§ Stated exercise
Write out the records below word for word, starting at the line that contains "# test: locate the brown leather" and ending at the last line of the records.

================================

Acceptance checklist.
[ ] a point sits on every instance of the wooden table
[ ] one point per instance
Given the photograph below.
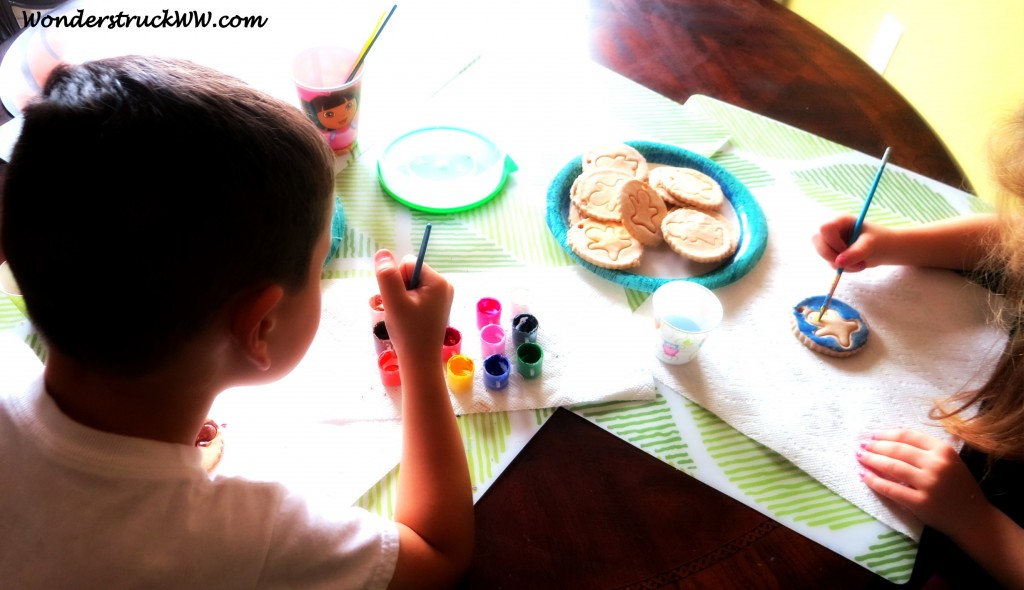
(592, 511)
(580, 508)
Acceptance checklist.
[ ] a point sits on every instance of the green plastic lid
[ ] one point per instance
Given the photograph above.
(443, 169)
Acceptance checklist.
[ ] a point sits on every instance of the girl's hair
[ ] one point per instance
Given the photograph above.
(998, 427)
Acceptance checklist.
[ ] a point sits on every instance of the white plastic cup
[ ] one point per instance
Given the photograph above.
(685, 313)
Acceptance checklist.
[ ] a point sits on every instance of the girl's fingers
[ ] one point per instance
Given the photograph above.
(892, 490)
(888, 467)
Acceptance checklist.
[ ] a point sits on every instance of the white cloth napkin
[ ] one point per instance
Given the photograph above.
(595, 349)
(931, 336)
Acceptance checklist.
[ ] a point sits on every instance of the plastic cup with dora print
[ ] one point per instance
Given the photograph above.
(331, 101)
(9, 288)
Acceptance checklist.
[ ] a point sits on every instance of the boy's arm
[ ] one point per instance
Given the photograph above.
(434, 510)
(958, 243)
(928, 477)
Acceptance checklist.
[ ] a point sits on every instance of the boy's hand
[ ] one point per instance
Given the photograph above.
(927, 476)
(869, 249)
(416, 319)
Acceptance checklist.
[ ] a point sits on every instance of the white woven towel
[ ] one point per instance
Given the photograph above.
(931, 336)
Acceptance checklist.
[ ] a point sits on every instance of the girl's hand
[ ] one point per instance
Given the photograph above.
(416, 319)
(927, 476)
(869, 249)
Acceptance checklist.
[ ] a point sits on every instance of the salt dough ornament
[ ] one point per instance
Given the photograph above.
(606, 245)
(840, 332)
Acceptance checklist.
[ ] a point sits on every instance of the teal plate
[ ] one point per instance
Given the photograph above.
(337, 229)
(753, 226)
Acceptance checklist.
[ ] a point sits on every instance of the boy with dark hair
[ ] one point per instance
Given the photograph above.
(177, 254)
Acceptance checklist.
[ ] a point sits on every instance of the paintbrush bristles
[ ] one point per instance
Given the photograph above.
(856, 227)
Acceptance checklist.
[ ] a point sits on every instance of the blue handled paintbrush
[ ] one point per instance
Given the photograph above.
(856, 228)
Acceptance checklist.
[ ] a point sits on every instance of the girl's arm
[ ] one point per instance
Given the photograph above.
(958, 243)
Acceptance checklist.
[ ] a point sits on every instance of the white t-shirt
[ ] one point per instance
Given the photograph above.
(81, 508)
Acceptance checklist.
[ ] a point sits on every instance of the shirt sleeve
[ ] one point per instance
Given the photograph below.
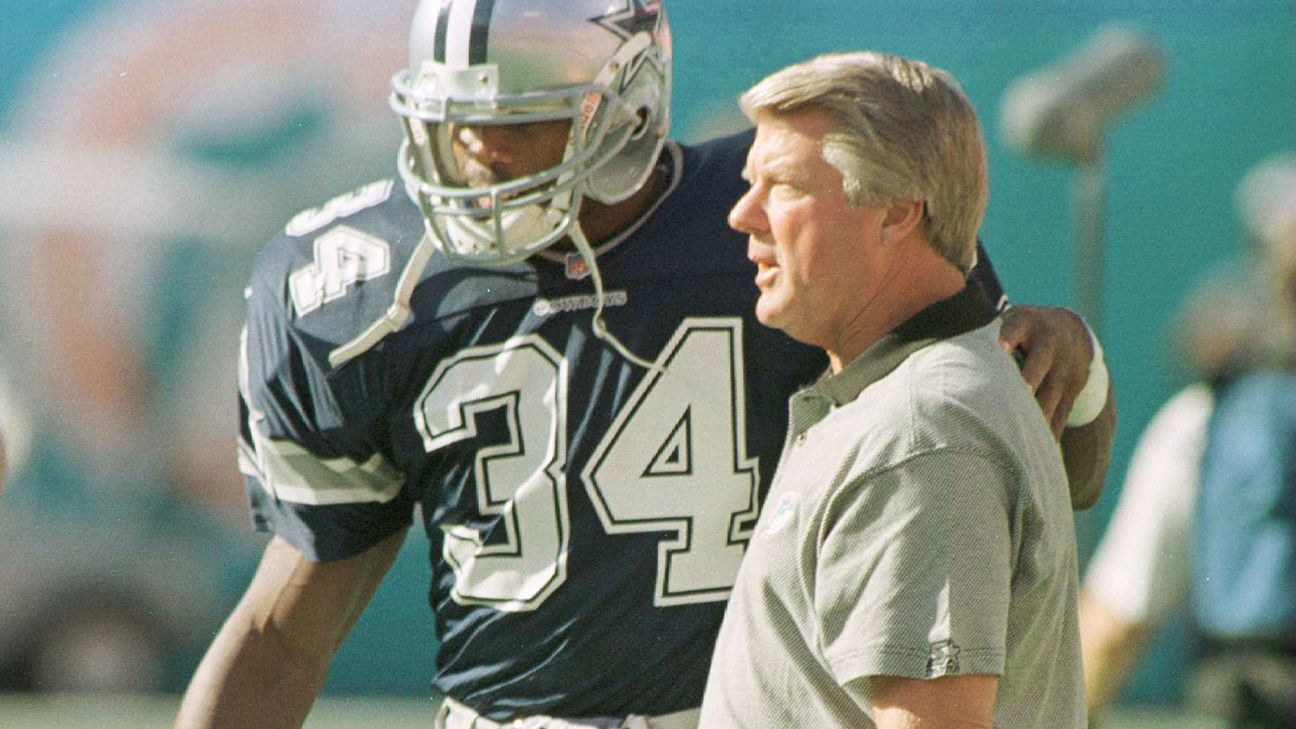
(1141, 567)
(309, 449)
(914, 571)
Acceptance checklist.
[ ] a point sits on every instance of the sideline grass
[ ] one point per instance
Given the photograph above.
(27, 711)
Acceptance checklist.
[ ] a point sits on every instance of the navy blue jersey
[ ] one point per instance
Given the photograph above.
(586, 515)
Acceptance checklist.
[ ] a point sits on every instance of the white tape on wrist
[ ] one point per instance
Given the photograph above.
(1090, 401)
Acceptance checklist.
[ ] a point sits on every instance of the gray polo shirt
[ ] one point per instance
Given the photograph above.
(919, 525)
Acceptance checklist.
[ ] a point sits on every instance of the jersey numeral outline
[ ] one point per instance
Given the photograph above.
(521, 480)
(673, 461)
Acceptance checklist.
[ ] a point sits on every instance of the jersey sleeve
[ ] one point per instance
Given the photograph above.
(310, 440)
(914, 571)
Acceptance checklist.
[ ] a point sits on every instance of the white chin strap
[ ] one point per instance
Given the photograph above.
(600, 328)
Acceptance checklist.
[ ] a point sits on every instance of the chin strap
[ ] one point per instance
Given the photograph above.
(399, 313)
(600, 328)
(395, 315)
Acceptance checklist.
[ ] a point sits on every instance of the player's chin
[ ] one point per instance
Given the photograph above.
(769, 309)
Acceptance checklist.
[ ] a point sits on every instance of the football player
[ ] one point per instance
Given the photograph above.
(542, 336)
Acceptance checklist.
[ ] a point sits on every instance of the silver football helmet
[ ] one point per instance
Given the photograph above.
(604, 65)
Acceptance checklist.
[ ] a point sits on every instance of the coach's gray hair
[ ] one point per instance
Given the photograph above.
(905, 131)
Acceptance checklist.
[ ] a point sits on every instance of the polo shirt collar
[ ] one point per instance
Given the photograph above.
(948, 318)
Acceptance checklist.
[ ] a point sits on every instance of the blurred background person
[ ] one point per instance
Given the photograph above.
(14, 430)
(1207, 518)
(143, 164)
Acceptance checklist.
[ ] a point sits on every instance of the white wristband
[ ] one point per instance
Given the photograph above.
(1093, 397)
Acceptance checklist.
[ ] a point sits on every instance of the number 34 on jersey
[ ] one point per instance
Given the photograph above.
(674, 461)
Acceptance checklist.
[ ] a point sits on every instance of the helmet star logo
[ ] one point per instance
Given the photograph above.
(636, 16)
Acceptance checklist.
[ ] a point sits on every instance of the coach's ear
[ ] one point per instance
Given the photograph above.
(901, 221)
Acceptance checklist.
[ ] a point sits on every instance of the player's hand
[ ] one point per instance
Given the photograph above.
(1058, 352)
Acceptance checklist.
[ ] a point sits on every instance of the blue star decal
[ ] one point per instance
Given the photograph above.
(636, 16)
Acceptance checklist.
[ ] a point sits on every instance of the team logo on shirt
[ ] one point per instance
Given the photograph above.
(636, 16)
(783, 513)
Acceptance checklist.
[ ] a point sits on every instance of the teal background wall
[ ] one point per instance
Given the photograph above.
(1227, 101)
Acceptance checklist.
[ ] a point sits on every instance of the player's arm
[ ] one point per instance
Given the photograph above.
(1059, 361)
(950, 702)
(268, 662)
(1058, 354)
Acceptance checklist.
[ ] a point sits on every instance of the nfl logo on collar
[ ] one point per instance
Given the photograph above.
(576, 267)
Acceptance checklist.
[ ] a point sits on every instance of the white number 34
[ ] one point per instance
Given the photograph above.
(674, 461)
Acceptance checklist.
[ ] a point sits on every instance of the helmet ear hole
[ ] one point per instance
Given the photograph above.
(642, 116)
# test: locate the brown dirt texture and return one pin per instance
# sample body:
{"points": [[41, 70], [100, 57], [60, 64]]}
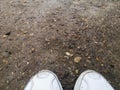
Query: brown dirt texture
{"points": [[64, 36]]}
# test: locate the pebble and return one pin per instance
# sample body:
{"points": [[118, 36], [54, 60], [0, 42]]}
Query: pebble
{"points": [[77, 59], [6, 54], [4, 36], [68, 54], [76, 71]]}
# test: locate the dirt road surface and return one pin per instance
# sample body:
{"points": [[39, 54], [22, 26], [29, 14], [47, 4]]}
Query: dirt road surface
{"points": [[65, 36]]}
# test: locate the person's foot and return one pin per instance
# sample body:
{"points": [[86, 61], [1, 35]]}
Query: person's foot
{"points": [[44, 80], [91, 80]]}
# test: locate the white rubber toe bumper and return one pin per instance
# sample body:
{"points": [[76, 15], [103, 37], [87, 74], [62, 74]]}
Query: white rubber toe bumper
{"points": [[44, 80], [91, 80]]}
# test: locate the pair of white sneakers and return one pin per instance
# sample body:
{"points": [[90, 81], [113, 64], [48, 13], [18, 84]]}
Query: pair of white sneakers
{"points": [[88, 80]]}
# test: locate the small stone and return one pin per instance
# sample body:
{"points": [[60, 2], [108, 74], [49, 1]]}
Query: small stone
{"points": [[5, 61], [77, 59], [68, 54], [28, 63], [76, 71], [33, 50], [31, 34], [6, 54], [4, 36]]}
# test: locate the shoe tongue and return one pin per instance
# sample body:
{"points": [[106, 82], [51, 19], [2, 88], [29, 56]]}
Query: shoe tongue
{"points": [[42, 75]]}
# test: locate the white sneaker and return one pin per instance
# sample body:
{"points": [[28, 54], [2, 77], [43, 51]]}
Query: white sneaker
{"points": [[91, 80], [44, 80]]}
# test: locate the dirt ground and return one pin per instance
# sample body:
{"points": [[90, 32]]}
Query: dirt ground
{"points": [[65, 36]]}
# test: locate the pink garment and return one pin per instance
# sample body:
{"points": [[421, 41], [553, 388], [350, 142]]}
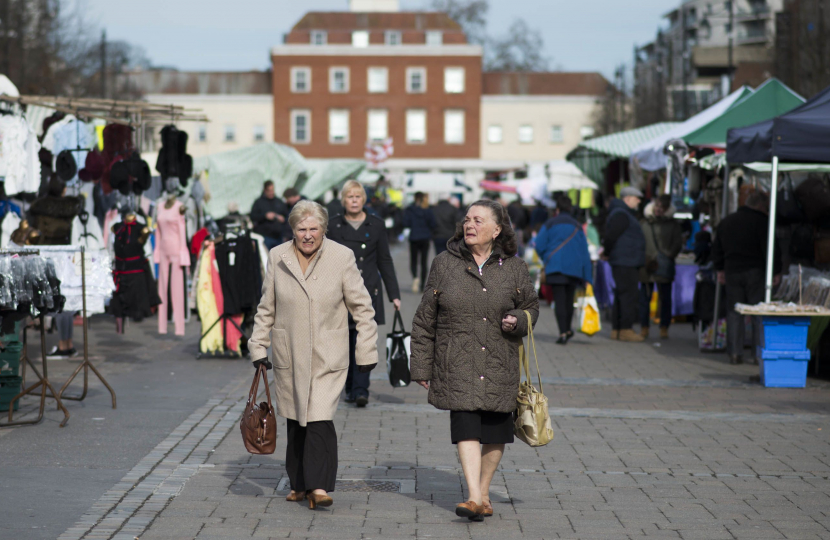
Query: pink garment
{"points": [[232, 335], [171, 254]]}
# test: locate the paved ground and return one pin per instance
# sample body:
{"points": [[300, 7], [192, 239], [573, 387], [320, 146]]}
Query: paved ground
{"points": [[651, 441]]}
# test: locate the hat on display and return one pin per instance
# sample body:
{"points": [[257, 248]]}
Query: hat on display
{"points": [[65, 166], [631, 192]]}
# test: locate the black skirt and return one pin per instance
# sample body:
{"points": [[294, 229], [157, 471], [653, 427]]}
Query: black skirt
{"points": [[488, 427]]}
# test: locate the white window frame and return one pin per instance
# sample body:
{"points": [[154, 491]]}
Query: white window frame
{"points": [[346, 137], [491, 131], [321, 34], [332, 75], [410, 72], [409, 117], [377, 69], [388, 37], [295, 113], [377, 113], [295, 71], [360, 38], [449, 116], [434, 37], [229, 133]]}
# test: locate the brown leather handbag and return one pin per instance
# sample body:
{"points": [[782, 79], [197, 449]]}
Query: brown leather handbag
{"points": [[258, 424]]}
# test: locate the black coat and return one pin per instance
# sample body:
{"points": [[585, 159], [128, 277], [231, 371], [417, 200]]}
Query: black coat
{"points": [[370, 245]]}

================================

§ Answer
# test: locate the brown leather handbag and return one pin per instance
# sample body:
{"points": [[782, 79], [197, 449]]}
Query: brown leather handbag
{"points": [[258, 424]]}
# test: locate the black coat and return one pin per instance
# sample body:
{"points": [[585, 159], [128, 277], [231, 371], [417, 200]]}
Query: black coat
{"points": [[370, 245]]}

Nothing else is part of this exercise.